> Excerpt provided

------------------------------

Vancouver Sun

CFL GMs will have to navigate through financial hits for 2021

Veteran players likely looking at salary cuts as teams are forced to tighten their belts

- DAN BARNES dbarnes@postmedia.com

The welcome strains of Auld Lang Syne will not suddenly cure what ailed the Canadian Football League.

The COVID-19 hangover will be real, complex and enduring.

Take, for instance, the pandemic's lingering impact on free agency and roster constructi­on. The league announced last Friday that there are 328 pending free agents who would go to market Feb. 9, 2021 unless they are re-signed by their respective teams. Many of those players signed one-year deals early in 2020 and have never practised or played for the teams that hold their rights.

“We've got players on our roster right now who are pending free agents and have never even stepped in our building,” said Edmonton GM Brock Sunderland, who will be speaking to them in the coming weeks. “When I call them and ask do you want to stick around, usually players have a good idea what the environmen­t is like, what the culture is, all those things. These players don't have that yet because of COVID and how upside-down the world got.”

Even so, there was a reason they signed with Edmonton or

Ottawa or wherever they did, and many will likely stay put. The Lions will prioritize those signings.

“We liked those guys and we want to retain them,” said B.C.'s co- GM and head coach Rick Campbell. “That's going to be the interestin­g thing, how that plays out in the next two months. That's the new dynamic.”

The leaguewide moratorium on player signings was lifted on Monday and the Calgary Stampeders were first off the mark, announcing that global wide receiver Andres Salgado had re-upped. His was likely not an expensive signing, as he has played just 15 CFL games, mostly on special teams.

Far more difficult conversati­ons about belt-tightening await some veteran players all over the CFL map. Campbell said he and co- GM Neil McEvoy will be broaching the topic of contract restructur­ing with some B.C. veterans.

“There could be some give and take on signing bonuses, length of contract, things like that,” said Campbell.

“We have a few guys who could fit into the restructur­e mode, but it's not going to be a ton of them.”

Montreal GM Danny Maciocia said he is working with less money, as the Als are “definitely not” going to spend to the salary cap ceiling of $5.35 million, so he will likely surround a pricier core with more players who are “relatively cheaper,” as he put it. And some of those core veter

ans will be looking at potential reductions.

“You make sure you set your sights on signing those (core) players and walk away from others. You're going to have to identify where you want to invest your dollars knowing full well that the dollars are not what they used to be.”

In the CFL, not much is what it used to be. News leaked out in mid-June that the league would cut the football operations cap for 2021 to $2,070,400, down 20 per cent from $2,558,000. That eventually forced teams that had already slashed salaries by 20 per cent and more to part ways with coaches and other personnel. The league office staff took significan­t pay cuts across the board before some personnel were cut loose entirely once the season was cancelled Aug. 17.

------------------------------

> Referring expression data
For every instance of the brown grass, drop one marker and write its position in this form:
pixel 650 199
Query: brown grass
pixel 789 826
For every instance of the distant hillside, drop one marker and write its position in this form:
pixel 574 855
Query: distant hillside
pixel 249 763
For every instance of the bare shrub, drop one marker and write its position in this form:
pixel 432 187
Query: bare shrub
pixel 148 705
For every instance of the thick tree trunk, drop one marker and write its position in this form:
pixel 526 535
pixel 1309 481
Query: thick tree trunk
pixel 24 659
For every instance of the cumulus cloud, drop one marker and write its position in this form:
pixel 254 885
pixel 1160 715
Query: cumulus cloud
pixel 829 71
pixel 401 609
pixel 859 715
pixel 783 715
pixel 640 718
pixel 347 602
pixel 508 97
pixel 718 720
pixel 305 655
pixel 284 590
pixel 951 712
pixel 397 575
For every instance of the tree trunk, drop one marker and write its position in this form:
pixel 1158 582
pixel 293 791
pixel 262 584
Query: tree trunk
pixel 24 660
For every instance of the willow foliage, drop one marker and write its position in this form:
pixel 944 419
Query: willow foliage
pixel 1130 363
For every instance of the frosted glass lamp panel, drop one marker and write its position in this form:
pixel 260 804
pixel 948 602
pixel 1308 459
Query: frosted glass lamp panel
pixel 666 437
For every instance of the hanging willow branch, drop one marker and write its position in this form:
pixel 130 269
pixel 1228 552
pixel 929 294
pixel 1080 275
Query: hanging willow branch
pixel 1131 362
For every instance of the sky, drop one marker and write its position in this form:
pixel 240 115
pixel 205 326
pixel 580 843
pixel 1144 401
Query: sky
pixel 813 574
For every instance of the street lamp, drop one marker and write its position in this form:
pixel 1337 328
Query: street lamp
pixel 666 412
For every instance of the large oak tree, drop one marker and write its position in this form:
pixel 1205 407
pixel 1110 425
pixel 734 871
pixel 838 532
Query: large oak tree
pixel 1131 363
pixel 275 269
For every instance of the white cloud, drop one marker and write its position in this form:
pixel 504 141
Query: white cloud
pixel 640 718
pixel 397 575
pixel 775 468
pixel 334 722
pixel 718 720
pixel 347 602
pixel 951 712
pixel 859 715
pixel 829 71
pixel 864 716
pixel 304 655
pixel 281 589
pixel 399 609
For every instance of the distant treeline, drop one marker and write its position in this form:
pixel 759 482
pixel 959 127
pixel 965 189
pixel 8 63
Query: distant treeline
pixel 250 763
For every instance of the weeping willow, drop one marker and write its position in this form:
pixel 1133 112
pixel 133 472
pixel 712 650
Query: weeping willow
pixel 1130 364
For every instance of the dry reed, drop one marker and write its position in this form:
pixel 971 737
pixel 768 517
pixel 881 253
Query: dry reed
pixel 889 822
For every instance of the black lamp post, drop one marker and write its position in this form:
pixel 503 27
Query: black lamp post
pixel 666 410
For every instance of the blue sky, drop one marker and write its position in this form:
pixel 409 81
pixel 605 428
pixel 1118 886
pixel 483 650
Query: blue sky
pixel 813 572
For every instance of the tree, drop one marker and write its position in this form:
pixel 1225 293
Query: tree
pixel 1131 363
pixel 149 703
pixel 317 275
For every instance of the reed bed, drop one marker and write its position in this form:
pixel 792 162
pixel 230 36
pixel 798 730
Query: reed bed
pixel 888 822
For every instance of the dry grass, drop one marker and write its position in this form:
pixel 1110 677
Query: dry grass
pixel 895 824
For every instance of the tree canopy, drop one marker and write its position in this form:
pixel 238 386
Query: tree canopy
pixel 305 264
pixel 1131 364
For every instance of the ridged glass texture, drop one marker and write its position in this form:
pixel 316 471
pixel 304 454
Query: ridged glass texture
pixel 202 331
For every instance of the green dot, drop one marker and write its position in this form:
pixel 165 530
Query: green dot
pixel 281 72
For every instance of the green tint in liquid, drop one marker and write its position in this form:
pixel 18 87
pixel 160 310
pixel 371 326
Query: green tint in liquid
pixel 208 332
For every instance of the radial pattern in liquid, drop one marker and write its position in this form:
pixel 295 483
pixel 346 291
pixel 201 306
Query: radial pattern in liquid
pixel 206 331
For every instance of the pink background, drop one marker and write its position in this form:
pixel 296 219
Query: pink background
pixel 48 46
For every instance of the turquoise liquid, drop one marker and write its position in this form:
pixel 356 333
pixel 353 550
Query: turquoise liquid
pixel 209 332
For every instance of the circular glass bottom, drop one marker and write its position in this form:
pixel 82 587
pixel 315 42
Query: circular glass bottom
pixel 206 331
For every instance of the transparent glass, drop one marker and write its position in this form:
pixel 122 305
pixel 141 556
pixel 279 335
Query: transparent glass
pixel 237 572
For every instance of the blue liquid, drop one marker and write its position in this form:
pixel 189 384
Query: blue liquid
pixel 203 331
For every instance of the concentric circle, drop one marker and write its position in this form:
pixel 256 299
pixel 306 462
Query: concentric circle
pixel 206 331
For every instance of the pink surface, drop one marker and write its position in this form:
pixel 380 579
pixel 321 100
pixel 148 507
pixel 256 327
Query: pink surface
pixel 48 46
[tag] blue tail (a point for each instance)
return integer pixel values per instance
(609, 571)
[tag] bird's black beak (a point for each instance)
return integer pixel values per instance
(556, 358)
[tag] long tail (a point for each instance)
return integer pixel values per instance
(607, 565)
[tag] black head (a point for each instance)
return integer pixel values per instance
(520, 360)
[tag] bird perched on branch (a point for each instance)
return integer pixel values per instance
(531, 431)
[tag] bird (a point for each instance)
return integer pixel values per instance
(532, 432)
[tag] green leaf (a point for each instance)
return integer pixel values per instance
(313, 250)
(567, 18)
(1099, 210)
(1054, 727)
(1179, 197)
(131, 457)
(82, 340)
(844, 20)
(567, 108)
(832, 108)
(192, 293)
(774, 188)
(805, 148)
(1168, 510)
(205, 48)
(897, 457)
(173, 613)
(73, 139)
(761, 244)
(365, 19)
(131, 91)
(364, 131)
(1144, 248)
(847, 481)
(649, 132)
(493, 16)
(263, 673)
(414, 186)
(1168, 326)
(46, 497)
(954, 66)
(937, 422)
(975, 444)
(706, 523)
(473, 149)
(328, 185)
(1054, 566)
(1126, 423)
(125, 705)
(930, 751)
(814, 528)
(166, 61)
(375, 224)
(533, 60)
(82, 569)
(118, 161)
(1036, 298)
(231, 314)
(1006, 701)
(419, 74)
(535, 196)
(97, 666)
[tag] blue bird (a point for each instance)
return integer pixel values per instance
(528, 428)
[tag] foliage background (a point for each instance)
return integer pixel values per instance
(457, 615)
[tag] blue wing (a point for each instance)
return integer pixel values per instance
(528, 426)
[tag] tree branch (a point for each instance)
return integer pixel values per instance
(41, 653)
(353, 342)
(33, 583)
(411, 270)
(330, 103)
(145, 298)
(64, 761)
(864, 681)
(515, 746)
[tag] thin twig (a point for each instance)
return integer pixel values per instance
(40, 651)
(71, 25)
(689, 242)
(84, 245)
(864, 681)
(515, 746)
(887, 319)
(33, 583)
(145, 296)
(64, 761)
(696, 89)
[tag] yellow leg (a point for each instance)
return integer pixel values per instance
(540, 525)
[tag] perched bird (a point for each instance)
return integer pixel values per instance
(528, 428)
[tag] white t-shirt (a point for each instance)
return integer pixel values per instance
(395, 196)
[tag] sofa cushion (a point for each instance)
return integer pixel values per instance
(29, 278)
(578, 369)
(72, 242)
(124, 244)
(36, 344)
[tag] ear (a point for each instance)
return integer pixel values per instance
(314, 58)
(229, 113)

------------------------------

> Using the information
(a) Answer these questions using the CFL article.
(i) How many pending free agents did the league announce?
(ii) Which player did the Calgary Stampeders announce had re-signed?
(iii) To what amount would the league cut the football operations cap for 2021?
(b) From the CFL article, return the passage starting at "- DAN BARNES" and ending at "complex and enduring.".
(c) Write the next part of the article about CFL teams facing financial hits for 2021, picking up after its last sentence.

> Exercise answers
(a)
(i) 328
(ii) Andres Salgado, a global wide receiver
(iii) $2,070,400, down 20 per cent from $2,558,000

(b)
- DAN BARNES dbarnes@postmedia.com

The welcome strains of Auld Lang Syne will not suddenly cure what ailed the Canadian Football League.

The COVID-19 hangover will be real, complex and enduring.

(c)
And let's not forget that literally hundreds of players had to rely on Canadian Emergency Wage Subsidy payments for income after the league folded its tent.

The financial hits will just keep on coming in 2021 as teams deal with the continuing cash flow crunch.

“How many players are owed money in January and in early February and if teams are not willing to pay out that roster bonus, that's going to make them free agents also,” Maciocia mused. “Not everybody is going to pay those bonuses to every player. It would be foolish for anybody to think that's going to happen. … What I do know is the dollars are not there because of what we experience­d. The fact that we didn't play for a whole year, you can't think the dollars are going to be the same.”

Free agency, then, cannot be the same. If teams are focused on retaining the crop of players they signed to one-year deals in early 2020, the money might not be there for a pricey veteran hoping to change teams and hit a home run in free agency.

“Players are going to have to gauge the market,” said Campbell. “When you come out of a normal season, you're literally looking to put yourself on the open market. That could be tougher this year with (teams) spending their money on their own guys.”

The league's inability to launch even a shortened season during the pandemic wiped out most revenue streams and emptied reserve funds. That financial hangover is going to govern the way teams do business in 2021.

“Our organizati­on from top to bottom, from staffing to players to everything, we're going to be as fiscally responsibl­e as we can be because of COVID,” said Sunderland. “I won't go into details on what I'm going to offer players or whether anybody is going to take a reduction or not, just that we're going to be as fiscally responsibl­e as we can be, due to not having any revenue.”